Exercise A:
Rewrite the stretch of the review of Elegy from "Ben Kingsley plays" through "a sloppy mess.", swapping "theater critic" for "film critic".
Exercise B:
Write the next part of the review of the film Elegy, picking up after its last sentence.

Text:
What makes a poem, a concerto, or an oil painting a work of art? Is it the craft, the symmetry, the aesthetics that renders it great, or must it be paired with meaning and significance? Mozart's Requiem is undoubtedly a masterpiece, but does the listener gain a keener sense of connection with its sorrowful tones when reminded that it was composed during Mozart's battle with a terminal illness? Can art be appreciated simply for its beauty, or is it richer because of the feelings, beliefs and conversations that lie beneath its surface? Director Isabel Coixet's somber new film Elegy explores the idea of looking past a beautiful human veneer to discover the magnificent human soul that dwells within.
Ben Kingsley plays David, a professional theater critic, literature professor and book reviewer. Well-traveled and impeccably tailored, his life is a perfect picture of modern success and high culture. Trick is, he's really a sloppy mess.
What David lacks in his life are the same qualities he prizes in the art he critiques—connection and permanence. Divorced and estranged from his adult son, the biggest constant he has is his philandering friend George (Dennis Hopper), with whom he swaps stories about his tomcat conquests of female students, and Caroline (a smoldering Patricia Clarkson), his off and on out-of-town girlfriend of 20-odd years. Their relationship consists of a few nights of randy fun every couple months, with little communication in between.
When Cuban graduate student Consuela (the beguiling Penelope Cruz) enters his life, David initially views her as another beautiful trophy to claim, but something about her possesses him, and their relationship continues far past his usual termination date. But in spite of his obsession with her, David cannot make himself commit to Consuela, preferring to view her as an object of desire, rather than a partner. Ignoring the age difference between them, she is entranced by his renaissance-man charms but yearns to couple with him emotionally and intellectually, rather than simply physically, and his refusal to do so leads to the dissolution of their relationship. Whether David can release his adamant sybaritic pretensions and learn to connect with the woman beneath the facade is the crux of the film.

Data records:
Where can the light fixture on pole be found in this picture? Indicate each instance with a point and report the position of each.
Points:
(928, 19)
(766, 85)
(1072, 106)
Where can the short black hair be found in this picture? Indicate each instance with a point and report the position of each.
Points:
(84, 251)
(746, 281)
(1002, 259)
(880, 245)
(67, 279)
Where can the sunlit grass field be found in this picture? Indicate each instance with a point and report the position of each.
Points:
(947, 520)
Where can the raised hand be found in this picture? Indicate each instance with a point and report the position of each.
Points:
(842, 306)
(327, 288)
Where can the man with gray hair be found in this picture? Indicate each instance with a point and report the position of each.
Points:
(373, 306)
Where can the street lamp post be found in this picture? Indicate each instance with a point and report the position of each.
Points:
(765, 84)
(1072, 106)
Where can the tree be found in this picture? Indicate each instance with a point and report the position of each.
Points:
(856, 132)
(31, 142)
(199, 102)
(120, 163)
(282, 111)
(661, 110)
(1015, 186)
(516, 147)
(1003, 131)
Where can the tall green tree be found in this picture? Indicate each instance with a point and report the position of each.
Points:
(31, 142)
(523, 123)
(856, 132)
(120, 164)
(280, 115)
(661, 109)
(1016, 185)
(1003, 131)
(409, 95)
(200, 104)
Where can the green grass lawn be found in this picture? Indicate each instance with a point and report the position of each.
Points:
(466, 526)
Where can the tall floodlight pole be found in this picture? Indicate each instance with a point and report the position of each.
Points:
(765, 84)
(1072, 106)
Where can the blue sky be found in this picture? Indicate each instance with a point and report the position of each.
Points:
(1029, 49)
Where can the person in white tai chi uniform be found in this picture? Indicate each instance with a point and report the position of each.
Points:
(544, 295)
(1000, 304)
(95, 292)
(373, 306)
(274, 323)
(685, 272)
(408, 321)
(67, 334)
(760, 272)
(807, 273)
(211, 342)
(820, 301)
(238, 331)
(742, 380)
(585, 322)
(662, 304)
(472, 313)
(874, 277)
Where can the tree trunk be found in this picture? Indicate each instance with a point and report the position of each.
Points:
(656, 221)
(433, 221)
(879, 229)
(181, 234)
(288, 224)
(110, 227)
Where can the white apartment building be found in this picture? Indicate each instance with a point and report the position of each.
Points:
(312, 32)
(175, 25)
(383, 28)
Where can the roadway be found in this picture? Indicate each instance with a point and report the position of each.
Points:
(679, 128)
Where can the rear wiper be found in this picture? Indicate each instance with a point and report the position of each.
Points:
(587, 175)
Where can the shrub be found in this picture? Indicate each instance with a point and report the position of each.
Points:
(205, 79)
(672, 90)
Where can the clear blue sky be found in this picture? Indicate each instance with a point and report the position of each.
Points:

Task result A:
Ben Kingsley plays David, a professional film critic, literature professor and book reviewer. Well-traveled and impeccably tailored, his life is a perfect picture of modern success and high culture. Trick is, he's really a sloppy mess.

Task result B:
Adapted from the Philip Roth novel The Dying Animal, the film retains the lyricism of its literary beginnings. Nicholas Meyer's script is poetic, poignant and appropriately restrained. This sort of film too frequently resorts to melodrama, but Elegy rarely makes a play for the audience's tears, only feeling a bit heavy with a final-act death immediately followed by another character's illness. Kingsley delivers an elegant voice-over throughout the film, but the tone is contemplative, rather than explicative, a gentle descant over the narrative's melody. Coixet's direction coincides beautifully with Jean-Claude Larrieu's cinematography, capturing both the intimacy and the disconnection of human conjunction. At one point, the camera sweeps across David's piano keyboard then similarly scans Consuela's undressed body, visually emulating David's equation of the two as instruments of art, reliquaries of beauty in his aesthetic fantasy. Dressed in an almost entirely classical soundtrack that utilizes the likes of Ludwig van Beethoven and Arvo Part, the film has a symphonic polish that allows it to progress glacially while speaking volumes. While Kingsley and Cruz deliver particularly effective performances, the entire cast is top-notch, with a surprisingly genuine appearance by Blondie frontwoman Deborah Harry as George's long-suffering wife.
As its title suggests, the film is a sorrowful reflection of a man who nears the final years of his life without a proper idea of what made it worthwhile. Where lies the greater beauty—in the execution or the conceptualization of a work of art, in the body or in the soul? Elegy gracefully achieves significance in both aspects, creating a remarkable film that is both handsomely crafted as well as intellectually and emotionally engaging.